WHAT THIS EXERCISE ASKS —
- 1) In the biography of Türker Tekin Ergüzel below, what two positions does he hold at Üsküdar University?
- 2) Copy the passage of the Ergüzel biography below word for word, starting at "- Scientific career" and ending at "Optimization (ACO) algorithms.".

SELECTED EXTRACT —
·····
- Born: 1978 (age 47–48) Sakarya, Turkey
- Education: Marmara University
- Known for: Research in artificial intelligence and neuroimaging
- Awards: Golden Axon Leadership Award (Society for Brain Mapping and Therapeutics)
- Scientific career
- Fields: Artificial intelligence, Neuroimaging, Deep Learning, System Modeling
- Workplaces: Üsküdar University

= Türker Tekin Ergüzel =

Turkish researcher (born 1978)

Türker Tekin Ergüzel (born 1978) is a Turkish professor specializing in artificial intelligence and biomedical informatics. He currently serves as the vice rector of Üsküdar University and the director of the Institute of Health Sciences. His research interests include artificial intelligence, neuroimaging, deep learning, and system modeling.

== Education and career ==
Ergüzel completed his B.Sc., M.Sc., and Ph.D. degrees in computer and control education at Marmara University in 2000, 2003, and 2009, respectively. His master's thesis focused on the web-based education of data structures, and his doctoral research addressed process control using Genetic-Ant Colony Optimization (ACO) algorithms.
·····
Recorded data:
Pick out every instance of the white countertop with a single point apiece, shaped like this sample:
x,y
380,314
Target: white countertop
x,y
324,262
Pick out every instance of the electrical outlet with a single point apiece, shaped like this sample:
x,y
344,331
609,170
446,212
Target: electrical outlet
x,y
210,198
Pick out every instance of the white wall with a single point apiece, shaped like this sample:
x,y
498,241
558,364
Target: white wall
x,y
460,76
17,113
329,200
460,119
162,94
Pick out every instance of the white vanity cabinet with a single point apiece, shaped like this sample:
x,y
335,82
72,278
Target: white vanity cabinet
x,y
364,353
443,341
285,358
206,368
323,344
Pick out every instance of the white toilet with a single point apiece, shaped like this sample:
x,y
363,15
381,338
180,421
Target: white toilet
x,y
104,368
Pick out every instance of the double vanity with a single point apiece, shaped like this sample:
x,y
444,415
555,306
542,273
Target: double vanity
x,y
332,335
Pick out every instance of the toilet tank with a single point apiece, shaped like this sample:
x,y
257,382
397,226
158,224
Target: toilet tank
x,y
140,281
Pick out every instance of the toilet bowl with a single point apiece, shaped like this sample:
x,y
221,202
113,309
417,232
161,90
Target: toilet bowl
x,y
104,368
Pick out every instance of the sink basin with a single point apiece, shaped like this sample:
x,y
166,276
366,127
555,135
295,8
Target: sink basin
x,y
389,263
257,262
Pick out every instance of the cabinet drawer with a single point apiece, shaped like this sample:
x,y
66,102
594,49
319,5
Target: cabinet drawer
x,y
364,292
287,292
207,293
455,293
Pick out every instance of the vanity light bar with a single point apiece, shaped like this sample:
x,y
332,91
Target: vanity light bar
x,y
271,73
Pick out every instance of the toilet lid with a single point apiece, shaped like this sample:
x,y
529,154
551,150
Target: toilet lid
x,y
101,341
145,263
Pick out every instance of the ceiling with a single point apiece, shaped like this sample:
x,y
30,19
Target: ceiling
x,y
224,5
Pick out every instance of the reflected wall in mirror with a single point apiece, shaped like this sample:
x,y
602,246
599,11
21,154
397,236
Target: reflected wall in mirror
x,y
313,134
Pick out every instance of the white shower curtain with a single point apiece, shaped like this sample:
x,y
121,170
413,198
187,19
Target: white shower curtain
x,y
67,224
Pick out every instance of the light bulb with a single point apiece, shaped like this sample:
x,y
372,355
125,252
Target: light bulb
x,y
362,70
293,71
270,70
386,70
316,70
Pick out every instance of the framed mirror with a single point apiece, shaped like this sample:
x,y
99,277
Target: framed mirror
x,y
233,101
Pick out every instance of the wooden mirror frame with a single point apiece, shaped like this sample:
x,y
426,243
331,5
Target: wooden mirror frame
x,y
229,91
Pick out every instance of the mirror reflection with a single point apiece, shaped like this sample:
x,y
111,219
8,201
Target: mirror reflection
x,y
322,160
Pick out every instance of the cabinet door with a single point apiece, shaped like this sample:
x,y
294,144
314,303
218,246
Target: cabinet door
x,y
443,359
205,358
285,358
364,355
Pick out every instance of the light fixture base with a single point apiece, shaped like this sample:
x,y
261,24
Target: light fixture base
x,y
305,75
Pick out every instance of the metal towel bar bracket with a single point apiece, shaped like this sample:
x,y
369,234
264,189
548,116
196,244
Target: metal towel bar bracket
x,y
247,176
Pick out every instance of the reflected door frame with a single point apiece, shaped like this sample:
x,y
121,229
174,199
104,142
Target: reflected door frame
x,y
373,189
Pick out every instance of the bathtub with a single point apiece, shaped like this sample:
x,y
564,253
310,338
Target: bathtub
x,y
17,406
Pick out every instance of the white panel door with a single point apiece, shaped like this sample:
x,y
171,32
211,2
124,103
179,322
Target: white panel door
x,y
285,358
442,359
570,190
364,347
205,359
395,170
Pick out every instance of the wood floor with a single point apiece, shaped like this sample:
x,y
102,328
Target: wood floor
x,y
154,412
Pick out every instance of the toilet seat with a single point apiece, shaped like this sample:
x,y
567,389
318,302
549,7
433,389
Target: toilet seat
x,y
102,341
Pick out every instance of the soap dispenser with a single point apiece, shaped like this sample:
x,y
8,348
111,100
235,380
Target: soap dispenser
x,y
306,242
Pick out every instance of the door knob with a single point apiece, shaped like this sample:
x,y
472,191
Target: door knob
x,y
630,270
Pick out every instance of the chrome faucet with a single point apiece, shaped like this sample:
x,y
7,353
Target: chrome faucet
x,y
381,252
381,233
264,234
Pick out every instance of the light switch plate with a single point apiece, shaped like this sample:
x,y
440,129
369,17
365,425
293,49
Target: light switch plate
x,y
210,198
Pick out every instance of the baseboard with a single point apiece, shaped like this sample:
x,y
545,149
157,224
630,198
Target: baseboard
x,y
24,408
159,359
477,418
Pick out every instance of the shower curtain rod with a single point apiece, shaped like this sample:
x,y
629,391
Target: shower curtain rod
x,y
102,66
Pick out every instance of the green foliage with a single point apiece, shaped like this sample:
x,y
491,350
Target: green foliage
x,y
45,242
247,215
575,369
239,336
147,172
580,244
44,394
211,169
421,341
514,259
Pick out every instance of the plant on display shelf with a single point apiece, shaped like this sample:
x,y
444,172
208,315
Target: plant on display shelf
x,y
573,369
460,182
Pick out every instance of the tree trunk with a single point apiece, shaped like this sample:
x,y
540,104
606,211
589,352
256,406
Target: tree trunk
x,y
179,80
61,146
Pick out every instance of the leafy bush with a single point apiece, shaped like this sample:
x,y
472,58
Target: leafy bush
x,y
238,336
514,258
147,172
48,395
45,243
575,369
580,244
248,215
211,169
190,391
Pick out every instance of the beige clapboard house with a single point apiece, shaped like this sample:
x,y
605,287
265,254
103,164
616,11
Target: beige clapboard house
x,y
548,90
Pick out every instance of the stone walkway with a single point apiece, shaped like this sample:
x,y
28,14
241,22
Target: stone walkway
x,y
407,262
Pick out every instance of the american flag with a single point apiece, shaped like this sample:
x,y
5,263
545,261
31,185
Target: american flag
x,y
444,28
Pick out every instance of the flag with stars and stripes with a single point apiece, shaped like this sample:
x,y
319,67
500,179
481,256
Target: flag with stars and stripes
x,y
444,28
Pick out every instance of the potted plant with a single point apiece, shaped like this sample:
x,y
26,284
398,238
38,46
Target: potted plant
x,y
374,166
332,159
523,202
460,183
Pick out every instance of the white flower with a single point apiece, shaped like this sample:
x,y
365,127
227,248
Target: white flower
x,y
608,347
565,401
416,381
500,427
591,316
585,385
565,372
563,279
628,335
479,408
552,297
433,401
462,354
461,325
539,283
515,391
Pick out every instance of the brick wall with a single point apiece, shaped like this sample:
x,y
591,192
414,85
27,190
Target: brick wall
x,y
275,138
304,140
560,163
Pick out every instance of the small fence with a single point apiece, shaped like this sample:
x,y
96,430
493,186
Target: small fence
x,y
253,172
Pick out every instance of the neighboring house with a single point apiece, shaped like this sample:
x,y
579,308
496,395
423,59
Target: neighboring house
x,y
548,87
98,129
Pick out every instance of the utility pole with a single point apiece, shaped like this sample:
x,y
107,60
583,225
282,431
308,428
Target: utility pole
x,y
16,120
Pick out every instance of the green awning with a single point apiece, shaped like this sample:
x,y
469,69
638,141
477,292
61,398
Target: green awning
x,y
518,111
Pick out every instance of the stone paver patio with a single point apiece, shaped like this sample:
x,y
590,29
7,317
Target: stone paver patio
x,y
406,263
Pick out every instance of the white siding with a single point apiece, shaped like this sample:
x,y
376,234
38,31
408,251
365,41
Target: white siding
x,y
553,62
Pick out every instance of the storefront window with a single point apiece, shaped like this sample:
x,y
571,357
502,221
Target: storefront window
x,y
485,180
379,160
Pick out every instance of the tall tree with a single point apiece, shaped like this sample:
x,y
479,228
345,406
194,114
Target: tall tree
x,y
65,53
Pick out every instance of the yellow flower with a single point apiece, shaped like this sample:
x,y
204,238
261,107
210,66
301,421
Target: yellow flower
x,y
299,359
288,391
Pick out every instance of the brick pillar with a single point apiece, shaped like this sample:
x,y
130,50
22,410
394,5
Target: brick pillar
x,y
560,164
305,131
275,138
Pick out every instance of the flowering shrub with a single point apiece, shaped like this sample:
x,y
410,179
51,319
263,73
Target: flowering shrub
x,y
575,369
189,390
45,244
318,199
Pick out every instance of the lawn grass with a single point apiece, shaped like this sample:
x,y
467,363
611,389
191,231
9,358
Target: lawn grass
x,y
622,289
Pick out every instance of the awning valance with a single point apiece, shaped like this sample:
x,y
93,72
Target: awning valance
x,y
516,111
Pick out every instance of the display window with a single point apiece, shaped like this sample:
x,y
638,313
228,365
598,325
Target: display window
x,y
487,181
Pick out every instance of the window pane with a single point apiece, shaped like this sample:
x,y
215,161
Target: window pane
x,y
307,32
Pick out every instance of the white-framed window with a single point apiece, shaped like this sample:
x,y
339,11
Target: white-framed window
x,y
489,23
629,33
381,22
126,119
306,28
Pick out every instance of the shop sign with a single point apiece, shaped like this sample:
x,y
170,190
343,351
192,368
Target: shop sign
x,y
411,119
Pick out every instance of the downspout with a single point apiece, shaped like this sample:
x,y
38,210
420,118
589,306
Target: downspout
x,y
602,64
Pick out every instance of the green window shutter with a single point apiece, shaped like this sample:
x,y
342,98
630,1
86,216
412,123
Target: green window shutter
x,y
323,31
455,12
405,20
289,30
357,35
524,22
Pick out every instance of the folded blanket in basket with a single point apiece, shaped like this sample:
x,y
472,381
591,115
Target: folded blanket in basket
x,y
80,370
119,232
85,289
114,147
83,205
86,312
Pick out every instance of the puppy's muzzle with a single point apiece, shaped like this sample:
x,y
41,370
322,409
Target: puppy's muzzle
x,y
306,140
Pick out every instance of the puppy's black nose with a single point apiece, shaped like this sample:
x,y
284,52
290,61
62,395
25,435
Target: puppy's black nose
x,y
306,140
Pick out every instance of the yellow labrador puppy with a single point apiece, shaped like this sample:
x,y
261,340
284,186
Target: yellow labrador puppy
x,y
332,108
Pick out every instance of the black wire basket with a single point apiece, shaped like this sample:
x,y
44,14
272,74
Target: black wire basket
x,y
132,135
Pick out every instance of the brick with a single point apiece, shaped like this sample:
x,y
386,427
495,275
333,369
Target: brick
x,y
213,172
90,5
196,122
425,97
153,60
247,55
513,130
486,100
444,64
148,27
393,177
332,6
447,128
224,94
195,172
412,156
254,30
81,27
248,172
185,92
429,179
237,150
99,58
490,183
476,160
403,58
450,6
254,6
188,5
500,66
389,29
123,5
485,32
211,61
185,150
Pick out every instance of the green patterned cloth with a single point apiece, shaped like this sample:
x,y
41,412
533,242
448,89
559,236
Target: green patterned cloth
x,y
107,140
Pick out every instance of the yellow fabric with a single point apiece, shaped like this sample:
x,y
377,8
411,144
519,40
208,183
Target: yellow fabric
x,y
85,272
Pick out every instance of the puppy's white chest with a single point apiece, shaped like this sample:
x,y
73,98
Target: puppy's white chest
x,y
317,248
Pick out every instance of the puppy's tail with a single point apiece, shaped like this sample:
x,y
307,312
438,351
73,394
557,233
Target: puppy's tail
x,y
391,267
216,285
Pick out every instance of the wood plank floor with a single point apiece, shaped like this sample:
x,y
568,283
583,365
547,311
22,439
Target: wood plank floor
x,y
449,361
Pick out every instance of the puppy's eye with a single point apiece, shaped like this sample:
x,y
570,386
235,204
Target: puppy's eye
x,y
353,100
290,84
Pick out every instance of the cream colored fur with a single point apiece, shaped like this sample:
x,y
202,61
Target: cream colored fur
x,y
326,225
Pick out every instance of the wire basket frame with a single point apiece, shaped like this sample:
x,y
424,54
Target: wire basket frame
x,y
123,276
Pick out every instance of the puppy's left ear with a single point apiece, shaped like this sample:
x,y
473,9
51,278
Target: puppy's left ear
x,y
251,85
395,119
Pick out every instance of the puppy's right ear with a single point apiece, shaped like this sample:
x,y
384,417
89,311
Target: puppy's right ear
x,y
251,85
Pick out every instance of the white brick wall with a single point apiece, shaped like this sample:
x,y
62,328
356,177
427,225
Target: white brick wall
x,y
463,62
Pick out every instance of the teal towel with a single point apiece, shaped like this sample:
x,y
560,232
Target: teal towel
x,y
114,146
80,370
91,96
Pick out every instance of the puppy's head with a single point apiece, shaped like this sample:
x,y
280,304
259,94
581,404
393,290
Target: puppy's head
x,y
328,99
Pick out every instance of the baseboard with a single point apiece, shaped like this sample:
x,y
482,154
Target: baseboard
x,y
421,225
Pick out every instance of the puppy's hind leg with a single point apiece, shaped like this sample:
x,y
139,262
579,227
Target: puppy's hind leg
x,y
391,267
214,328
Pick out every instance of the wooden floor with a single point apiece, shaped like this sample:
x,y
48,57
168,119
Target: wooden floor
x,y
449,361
·····
EXPECTED RESPONSES —
- 1) He is vice rector of Üsküdar University and director of its Institute of Health Sciences.

- 2)
- Scientific career
- Fields: Artificial intelligence, Neuroimaging, Deep Learning, System Modeling
- Workplaces: Üsküdar University

= Türker Tekin Ergüzel =

Turkish researcher (born 1978)

Türker Tekin Ergüzel (born 1978) is a Turkish professor specializing in artificial intelligence and biomedical informatics. He currently serves as the vice rector of Üsküdar University and the director of the Institute of Health Sciences. His research interests include artificial intelligence, neuroimaging, deep learning, and system modeling.

== Education and career ==
Ergüzel completed his B.Sc., M.Sc., and Ph.D. degrees in computer and control education at Marmara University in 2000, 2003, and 2009, respectively. His master's thesis focused on the web-based education of data structures, and his doctoral research addressed process control using Genetic-Ant Colony Optimization (ACO) algorithms.